*Set tasks*
• A. Would you reproduce the passage of the hashing notes starting with "## Bloom Filter" and going on through "B[hk(x)] to 1."?
• B. Can you carry the lecture notes on perfect hashing and Bloom filters forward from the point where they stop?
--- Start Passage ---
Dynamic perfect hashing

• amortized vector-like tricks
• when a 2-nd level hash table gets too full, allocate a bigger one
• O(1) deterministic search
• O(1) amortized expectd update
• O(n) expected space

References

## Bloom Filter (Bloom 1970)

• supports insert x, test if x is in the set
• may give false positives, e.g. claim that x is in the set when it is not
• false negatives do not occur

Algorithm

• a bit string B[0,...,m-1] of length m, and k hash functions hi : U -> {0, ..., m-1}.
• insert(x): set bits B[h1(x)], ..., B[hk(x)] to 1.
• test if x in the set: compute h1(y), ..., hk(y) and check whether all these bits are 1
• if yes, claim x is in the set, but possibility of error
• if no, answer no, surely true

Bounding the error If hash functions are totally random and independent, the probability of error is approximately (1-exp(-nk/m))^k

• in fact probability somewhat higher for smaller values
• proof of the bound later
• totally random hash functions impractical (need to store hash value for each element of the universe), but the assumption simplifies analysis
• if we set k = ln(2) m/n, get error $(1-\exp(-\ln(2)))^{{\ln(2)m/n}}$.
--- End Passage ---
--- Start Material shown ---
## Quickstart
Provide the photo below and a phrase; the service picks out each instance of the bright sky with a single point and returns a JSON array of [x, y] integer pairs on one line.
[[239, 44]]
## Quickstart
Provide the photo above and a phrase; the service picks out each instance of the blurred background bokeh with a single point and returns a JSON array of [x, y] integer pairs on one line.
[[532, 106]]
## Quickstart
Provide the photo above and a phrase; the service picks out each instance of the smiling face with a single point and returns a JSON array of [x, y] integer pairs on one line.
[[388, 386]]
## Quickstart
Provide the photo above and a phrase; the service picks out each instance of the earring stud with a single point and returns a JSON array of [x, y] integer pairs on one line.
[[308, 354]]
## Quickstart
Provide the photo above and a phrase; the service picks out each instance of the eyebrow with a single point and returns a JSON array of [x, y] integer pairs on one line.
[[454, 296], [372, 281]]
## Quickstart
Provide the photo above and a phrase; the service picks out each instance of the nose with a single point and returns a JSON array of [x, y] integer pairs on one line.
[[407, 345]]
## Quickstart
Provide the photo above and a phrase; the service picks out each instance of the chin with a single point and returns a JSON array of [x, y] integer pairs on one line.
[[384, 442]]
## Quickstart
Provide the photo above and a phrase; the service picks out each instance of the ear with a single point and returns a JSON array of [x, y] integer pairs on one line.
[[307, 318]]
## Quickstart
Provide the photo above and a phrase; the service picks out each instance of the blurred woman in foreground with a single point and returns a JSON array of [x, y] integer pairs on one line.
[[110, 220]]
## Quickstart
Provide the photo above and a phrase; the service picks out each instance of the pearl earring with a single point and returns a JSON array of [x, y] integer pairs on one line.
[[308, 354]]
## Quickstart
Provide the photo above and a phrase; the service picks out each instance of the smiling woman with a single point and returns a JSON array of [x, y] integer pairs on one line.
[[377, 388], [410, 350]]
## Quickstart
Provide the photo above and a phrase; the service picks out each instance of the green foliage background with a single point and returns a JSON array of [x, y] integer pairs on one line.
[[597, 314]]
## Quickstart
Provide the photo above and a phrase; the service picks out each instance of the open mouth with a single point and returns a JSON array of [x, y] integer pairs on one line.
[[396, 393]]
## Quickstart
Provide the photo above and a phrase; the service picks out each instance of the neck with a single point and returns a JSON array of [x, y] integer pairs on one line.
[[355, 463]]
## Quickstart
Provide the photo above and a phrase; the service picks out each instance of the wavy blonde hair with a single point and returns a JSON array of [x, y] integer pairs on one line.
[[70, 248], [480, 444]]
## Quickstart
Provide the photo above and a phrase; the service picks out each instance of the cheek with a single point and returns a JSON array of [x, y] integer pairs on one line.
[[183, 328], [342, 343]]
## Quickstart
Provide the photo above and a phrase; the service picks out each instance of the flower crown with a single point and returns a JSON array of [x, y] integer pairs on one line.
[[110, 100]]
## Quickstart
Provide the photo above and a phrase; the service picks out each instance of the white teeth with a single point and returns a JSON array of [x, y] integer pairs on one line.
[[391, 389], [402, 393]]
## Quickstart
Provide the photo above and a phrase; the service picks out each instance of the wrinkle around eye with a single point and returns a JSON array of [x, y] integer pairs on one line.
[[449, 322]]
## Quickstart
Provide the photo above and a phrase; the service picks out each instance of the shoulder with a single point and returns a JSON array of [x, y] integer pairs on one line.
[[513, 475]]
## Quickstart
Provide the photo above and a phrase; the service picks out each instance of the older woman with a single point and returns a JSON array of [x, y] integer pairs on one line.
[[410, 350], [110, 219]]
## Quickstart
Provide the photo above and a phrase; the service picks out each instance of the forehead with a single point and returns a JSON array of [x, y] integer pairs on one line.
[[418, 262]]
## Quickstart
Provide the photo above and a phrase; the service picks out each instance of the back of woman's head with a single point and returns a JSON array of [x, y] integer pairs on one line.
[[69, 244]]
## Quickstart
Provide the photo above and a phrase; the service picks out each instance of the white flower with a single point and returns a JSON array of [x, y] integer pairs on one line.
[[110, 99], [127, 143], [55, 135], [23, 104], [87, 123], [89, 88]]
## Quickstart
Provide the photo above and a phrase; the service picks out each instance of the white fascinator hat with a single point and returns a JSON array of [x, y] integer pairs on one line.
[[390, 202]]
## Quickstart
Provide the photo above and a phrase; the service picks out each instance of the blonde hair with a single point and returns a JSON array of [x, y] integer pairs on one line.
--- End Material shown ---
*The responses*
• A.
## Bloom Filter (Bloom 1970)

• supports insert x, test if x is in the set
• may give false positives, e.g. claim that x is in the set when it is not
• false negatives do not occur

Algorithm

• a bit string B[0,...,m-1] of length m, and k hash functions hi : U -> {0, ..., m-1}.
• insert(x): set bits B[h1(x)], ..., B[hk(x)] to 1.

• B.
• $\exp(-\ln(2))=1/2$ and thus we get error $2^{{-\ln(2)m/n}}=c^{{-m/n}}$, where $c=2^{{\ln(2)}}\approx 1.62$
• to get error rate p for some n, we need $m=n\log _{c}(1/p)=n\lg(1/p)/\lg(c)=n\lg(1/p)/\ln(2)=n\lg(1/p)\lg(e)$
• for 1% error, we need about m=10n bits of space and k=7
• memory size and error rate are independent of the size of the universe U
• compare to a hash table, which needs at least to store data items themselves (e.g. in n lg u bits)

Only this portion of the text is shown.